Aim of the task:
Copy out the first line of the listing and every line after it, exactly, until you have copied the line containing "A point set on every instance of the concrete".

_ _ _ _ _

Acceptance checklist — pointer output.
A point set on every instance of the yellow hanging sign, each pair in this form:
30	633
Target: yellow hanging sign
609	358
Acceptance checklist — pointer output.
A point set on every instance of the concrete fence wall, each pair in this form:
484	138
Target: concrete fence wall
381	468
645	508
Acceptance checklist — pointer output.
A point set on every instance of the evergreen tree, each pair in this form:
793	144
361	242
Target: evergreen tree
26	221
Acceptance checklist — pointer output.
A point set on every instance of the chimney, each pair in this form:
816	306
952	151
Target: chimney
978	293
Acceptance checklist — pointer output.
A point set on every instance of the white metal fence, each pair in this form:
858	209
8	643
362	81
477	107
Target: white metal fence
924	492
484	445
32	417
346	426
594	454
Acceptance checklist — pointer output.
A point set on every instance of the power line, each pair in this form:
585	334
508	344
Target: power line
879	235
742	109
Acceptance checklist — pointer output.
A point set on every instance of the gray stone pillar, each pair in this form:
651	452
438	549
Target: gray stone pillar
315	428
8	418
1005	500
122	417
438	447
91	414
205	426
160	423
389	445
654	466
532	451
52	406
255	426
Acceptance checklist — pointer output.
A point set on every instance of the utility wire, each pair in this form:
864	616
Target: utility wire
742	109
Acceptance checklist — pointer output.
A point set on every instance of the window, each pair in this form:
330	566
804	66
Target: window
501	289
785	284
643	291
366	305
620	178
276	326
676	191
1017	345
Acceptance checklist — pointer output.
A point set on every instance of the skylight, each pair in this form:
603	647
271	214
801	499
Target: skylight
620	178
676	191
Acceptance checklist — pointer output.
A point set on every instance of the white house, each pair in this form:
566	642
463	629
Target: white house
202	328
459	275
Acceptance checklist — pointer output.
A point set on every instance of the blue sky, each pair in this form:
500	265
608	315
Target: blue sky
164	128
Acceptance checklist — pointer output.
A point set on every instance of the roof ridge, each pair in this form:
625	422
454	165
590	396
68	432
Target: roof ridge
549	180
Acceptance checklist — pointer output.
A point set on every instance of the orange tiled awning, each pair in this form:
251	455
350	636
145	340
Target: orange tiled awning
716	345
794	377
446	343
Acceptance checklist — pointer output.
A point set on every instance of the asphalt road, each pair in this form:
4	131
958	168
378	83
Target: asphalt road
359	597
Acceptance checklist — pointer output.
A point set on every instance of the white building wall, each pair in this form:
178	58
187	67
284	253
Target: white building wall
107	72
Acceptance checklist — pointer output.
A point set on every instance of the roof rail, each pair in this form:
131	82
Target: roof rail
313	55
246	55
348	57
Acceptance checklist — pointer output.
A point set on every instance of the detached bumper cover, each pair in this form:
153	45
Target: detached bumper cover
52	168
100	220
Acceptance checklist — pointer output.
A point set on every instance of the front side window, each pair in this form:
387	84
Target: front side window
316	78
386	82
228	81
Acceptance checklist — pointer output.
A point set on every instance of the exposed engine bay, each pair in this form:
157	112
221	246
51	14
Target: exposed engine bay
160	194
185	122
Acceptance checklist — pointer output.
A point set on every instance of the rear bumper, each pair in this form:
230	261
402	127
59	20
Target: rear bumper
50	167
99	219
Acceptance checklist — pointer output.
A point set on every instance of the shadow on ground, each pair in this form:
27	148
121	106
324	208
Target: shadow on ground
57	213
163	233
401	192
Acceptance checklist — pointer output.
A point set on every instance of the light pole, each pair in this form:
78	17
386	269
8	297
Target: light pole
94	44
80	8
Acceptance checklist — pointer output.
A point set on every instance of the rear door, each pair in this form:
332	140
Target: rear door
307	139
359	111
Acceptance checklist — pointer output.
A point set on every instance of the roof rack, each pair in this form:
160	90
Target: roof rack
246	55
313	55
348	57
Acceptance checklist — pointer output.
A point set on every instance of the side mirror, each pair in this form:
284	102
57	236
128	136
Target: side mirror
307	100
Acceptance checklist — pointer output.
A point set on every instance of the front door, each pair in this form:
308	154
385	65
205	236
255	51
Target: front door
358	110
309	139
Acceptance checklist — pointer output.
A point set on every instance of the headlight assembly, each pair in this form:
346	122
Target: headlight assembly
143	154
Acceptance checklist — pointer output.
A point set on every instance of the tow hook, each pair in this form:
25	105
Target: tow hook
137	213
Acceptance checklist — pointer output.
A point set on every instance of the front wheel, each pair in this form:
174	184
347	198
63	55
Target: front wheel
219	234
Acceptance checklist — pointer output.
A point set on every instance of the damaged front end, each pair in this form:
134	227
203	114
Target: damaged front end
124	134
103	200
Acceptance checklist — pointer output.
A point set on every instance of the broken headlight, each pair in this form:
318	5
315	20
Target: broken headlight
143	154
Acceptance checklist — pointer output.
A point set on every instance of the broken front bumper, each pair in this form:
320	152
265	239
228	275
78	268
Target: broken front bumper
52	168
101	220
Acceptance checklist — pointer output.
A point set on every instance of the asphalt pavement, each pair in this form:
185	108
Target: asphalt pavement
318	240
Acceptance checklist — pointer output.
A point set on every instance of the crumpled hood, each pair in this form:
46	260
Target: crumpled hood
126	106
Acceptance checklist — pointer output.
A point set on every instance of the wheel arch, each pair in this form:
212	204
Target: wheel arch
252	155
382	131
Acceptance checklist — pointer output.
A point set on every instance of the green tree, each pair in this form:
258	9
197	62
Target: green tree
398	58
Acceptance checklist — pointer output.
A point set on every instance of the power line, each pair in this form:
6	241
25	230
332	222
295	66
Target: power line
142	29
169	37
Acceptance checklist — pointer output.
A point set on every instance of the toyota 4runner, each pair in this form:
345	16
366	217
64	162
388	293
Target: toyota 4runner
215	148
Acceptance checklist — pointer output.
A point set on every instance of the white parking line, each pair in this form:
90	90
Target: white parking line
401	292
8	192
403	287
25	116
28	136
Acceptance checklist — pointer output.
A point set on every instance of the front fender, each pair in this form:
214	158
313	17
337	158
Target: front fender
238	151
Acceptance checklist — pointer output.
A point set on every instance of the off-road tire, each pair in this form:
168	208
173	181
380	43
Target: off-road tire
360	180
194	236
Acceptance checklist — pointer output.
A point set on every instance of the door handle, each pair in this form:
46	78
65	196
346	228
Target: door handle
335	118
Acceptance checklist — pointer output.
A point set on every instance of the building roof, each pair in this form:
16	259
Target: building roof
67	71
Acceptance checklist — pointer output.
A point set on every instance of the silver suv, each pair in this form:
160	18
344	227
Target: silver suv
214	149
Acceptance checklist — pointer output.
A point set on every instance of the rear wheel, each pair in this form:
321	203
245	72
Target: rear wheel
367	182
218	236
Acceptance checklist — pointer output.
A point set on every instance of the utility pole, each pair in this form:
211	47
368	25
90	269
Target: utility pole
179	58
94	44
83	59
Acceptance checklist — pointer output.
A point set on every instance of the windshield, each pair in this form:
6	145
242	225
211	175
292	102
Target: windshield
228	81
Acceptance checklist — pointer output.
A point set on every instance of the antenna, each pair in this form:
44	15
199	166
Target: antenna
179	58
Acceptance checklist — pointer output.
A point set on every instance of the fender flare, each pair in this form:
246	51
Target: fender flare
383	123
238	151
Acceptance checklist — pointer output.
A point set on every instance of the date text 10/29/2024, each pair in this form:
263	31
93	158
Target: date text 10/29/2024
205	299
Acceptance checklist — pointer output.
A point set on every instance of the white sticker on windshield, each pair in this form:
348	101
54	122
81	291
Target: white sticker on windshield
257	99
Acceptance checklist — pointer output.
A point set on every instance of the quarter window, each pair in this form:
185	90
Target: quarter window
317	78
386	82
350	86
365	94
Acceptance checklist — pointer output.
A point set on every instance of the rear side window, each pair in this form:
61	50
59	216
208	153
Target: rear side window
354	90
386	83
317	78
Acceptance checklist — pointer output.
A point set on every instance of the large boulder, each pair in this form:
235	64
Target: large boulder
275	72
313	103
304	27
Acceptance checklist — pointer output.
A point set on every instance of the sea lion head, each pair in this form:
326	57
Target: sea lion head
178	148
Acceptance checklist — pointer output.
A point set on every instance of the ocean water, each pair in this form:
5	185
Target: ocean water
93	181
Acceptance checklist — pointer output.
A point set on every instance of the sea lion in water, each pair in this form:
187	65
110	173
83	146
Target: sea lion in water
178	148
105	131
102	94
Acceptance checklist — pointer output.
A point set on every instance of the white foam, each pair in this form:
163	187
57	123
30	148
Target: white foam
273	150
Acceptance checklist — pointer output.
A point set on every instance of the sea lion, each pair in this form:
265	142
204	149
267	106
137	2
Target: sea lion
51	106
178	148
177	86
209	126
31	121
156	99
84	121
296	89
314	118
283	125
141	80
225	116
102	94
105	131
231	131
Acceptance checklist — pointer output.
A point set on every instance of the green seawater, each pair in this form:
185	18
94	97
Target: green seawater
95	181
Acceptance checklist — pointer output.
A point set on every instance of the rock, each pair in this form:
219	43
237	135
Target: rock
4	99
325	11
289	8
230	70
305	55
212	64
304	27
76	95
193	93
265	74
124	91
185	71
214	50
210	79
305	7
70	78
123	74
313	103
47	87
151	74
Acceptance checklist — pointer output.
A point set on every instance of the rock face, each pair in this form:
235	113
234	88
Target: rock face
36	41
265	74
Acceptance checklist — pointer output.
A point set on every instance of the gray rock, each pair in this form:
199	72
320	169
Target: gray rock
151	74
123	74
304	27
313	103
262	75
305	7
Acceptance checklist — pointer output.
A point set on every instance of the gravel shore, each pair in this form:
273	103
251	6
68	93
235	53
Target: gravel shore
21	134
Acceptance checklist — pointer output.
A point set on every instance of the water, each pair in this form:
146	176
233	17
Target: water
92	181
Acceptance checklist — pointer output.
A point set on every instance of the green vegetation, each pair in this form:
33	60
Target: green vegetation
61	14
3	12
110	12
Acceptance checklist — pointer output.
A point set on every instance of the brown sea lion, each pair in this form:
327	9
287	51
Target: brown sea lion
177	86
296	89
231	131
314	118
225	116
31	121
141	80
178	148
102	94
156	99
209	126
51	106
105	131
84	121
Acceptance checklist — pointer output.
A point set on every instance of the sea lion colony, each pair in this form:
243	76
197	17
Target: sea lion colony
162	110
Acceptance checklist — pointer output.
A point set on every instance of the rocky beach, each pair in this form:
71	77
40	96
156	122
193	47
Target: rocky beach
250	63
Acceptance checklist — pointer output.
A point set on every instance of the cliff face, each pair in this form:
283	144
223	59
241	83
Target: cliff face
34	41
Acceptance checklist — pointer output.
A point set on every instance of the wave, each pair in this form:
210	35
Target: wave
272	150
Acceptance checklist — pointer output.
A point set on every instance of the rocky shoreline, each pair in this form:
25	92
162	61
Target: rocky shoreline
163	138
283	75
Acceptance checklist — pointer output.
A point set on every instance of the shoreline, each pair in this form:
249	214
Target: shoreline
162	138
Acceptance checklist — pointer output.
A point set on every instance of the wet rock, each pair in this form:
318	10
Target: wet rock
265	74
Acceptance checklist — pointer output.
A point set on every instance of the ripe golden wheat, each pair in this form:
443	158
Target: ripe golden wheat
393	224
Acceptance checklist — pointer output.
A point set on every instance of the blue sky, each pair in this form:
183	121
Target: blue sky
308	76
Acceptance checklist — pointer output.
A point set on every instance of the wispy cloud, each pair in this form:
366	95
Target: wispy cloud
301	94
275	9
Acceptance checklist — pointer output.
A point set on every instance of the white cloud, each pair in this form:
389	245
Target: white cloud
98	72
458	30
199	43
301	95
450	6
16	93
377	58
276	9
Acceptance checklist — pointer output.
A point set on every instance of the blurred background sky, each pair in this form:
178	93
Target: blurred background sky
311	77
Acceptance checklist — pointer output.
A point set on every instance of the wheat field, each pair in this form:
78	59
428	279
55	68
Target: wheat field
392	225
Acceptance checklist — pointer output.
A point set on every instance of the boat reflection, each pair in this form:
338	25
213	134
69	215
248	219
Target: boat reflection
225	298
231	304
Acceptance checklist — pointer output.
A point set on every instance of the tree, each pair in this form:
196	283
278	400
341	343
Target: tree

_ _ _ _ _

Finished exercise:
Acceptance checklist — pointer output.
A point set on every instance of the yellow hanging sign, each pair in this form:
30	633
Target: yellow hanging sign
609	358
Acceptance checklist — pointer output.
A point set on every instance of the concrete fence wall, each pair in this form:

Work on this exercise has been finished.